Copy the data word for word, keeping every line.

· · · ·

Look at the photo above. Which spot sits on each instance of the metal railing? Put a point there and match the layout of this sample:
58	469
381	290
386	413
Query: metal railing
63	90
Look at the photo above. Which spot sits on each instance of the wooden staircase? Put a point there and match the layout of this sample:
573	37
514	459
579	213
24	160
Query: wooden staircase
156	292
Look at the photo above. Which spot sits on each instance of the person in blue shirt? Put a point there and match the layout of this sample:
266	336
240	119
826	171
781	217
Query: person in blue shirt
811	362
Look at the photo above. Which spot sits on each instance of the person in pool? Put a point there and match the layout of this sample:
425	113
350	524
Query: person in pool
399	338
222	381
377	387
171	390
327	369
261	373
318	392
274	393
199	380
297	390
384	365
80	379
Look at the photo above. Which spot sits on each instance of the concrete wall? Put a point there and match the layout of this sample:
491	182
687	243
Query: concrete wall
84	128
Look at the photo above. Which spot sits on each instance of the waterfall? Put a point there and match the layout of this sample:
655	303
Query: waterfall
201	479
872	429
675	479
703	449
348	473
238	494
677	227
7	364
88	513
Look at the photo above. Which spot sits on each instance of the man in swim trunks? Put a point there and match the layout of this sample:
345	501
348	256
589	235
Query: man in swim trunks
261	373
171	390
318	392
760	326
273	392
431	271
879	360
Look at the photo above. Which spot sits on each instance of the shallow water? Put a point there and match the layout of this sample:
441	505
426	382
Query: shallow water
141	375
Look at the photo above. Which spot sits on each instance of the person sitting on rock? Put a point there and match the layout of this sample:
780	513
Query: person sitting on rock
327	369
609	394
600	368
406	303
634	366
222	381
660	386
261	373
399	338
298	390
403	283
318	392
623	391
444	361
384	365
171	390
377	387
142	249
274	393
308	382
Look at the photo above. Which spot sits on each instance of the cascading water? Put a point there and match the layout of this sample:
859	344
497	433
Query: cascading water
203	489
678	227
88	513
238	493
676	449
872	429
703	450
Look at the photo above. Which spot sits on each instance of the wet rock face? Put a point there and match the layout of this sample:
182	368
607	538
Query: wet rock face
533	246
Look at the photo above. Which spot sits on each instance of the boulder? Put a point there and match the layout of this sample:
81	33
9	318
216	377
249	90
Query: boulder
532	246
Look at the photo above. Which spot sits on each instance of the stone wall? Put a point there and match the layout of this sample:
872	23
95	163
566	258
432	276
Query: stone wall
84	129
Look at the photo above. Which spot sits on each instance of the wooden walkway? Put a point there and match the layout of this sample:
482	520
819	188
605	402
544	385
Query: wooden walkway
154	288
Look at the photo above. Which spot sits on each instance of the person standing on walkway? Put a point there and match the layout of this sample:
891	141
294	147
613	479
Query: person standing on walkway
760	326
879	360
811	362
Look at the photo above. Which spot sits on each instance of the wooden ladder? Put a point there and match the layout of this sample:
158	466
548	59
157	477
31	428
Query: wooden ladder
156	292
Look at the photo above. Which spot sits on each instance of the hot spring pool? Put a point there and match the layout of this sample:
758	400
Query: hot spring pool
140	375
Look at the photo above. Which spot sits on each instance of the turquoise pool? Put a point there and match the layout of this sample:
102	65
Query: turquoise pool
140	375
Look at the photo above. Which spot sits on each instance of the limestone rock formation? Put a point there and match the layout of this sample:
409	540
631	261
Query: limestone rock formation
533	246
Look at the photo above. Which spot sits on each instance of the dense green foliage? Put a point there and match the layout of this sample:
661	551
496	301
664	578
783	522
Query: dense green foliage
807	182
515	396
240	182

· · · ·

- _Solved exercise_
Look at the photo above. Which spot sits on each instance of the metal railing? Put a point there and match the layout of this sample:
58	469
381	290
386	413
Query: metal railing
63	90
Look at the photo above. Which spot sits on each instance of the wooden staircase? Put a point there and match the layout of this sample:
573	37
514	459
579	213
24	160
Query: wooden staircase
156	292
Look at the photo above. Which spot sits on each instance of the person in blue shirt? Put a point there and match the layout of this sample:
266	336
240	119
826	171
781	217
Query: person in blue shirt
811	362
Look at the photo above. Which spot sits on each instance of the person in pool? Put a point there and match the layout of this sample:
425	113
350	524
Query: person in pool
399	338
222	381
377	387
171	390
327	369
261	373
318	392
274	393
199	380
297	390
384	365
80	379
Look at the photo above. Which spot sits on each instance of the concrete wall? Put a point there and match the layout of this sample:
491	182
687	243
Query: concrete wall
84	128
Look at the photo above. Which spot sits on each instance of the waterfall? Put a point there and match the layout of this sample:
655	303
Query: waterfall
201	479
872	429
675	479
703	449
348	473
238	494
677	227
7	364
88	513
Look at the photo above. Which spot sits on each instance of the man in swim trunks? Put a point there and match the layout of this sample:
345	501
348	256
589	235
Query: man in swim trunks
261	373
171	390
318	392
760	326
273	392
431	271
879	360
Look at the photo above. Which spot sits on each instance of the shallow water? Put a point there and match the layout of this sample:
441	505
426	382
Query: shallow water
141	375
Look at the photo above. Which spot sits on each instance of the person sitting on rock? Put a point there and match the layout of this sample:
780	513
Query: person sitting on rock
327	369
609	394
600	368
406	303
634	366
222	381
660	386
261	373
399	338
298	390
403	283
318	392
623	391
444	361
384	365
171	390
377	387
142	249
274	393
308	382
Look at the photo above. Which spot sits on each instance of the cascading water? Put a point there and match the layout of this sample:
859	344
497	433
Query: cascading water
203	489
678	227
88	513
238	493
676	449
872	429
703	450
Look at the photo above. Which spot sits on each instance of the wet rock face? Put a point there and match the layout of this sample:
182	368
607	538
Query: wet rock face
533	246
Look at the photo above. Which spot sits on each instance of the boulder? Put a point there and match the layout of this sample:
81	33
9	318
216	377
249	90
Query: boulder
532	246
Look at the photo above. Which spot sits on each instance of the stone wall? Put a point there and match the layout of this sample:
872	23
95	163
566	258
432	276
Query: stone wall
84	129
Look at the photo above. Which spot sits on each instance of the wooden walkway? Put a point there and match the layout of this sample:
482	520
819	188
605	402
544	385
Query: wooden walkway
154	288
Look at the photo above. Which spot sits on each instance of the person standing on walkway? Put a point there and match the layout of this sample:
891	141
294	147
613	479
Query: person standing on walkway
760	326
879	360
811	362
Look at the photo above. Which spot sits on each instance of the wooden ladder? Put a point there and match the layout of this sample:
158	466
548	59
157	477
31	428
Query: wooden ladder
156	292
Look at the photo above. Which spot sits on each instance of the hot spring pool? Put a point there and match the layout of this sample:
758	400
Query: hot spring pool
140	375
Look at the photo above. Which spot sits on each instance of the turquoise pool? Put a point there and match the layout of this sample:
102	65
Query: turquoise pool
140	375
Look at the photo above. Which spot sits on each instance of the limestone rock formation? Put a point there and match the layout of this sample:
409	540
631	261
Query: limestone rock formation
533	246
Look at the photo above. Which spot sits on each instance of the dense green foliage? Put a point there and match the layout of this sample:
661	551
496	301
664	578
783	522
Query: dense green foliage
807	182
515	396
240	182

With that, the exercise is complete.